=== INSTRUCTIONS FOR THE TASK ===
Scan the data for lines with "white" and report the count by itself.

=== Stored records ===
● ● ● ●
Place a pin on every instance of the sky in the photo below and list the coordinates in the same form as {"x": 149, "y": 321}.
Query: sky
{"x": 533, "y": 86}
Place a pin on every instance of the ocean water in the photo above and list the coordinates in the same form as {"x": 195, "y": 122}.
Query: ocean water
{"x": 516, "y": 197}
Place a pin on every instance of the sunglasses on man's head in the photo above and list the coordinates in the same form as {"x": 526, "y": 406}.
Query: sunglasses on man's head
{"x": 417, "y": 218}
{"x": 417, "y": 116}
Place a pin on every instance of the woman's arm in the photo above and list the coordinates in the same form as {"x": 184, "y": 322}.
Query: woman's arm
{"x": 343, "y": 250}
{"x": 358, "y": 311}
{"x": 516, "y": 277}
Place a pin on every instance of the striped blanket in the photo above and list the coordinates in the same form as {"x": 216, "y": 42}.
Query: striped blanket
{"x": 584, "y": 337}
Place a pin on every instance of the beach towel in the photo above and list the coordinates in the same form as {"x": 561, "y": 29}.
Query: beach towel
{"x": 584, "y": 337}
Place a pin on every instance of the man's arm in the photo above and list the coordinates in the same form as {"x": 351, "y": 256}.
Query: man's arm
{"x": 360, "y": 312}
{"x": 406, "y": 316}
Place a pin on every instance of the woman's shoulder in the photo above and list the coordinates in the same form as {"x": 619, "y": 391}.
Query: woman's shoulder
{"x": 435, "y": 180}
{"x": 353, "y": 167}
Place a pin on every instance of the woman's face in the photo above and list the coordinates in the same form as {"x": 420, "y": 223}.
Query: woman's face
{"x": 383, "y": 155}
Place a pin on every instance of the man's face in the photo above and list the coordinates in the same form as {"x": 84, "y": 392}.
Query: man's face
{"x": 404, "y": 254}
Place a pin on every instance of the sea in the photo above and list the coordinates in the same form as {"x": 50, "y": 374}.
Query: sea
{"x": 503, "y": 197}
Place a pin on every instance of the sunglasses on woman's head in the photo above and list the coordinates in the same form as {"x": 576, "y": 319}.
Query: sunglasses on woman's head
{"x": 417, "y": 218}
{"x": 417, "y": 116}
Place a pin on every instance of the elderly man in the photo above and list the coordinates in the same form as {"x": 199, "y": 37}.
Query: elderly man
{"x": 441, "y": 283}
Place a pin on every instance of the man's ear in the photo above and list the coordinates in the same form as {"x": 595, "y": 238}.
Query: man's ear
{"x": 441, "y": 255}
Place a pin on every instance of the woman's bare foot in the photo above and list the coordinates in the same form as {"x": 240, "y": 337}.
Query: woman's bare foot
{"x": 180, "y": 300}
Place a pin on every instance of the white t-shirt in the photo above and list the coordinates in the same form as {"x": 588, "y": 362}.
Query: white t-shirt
● ● ● ●
=== ANSWER TO THIS PROBLEM ===
2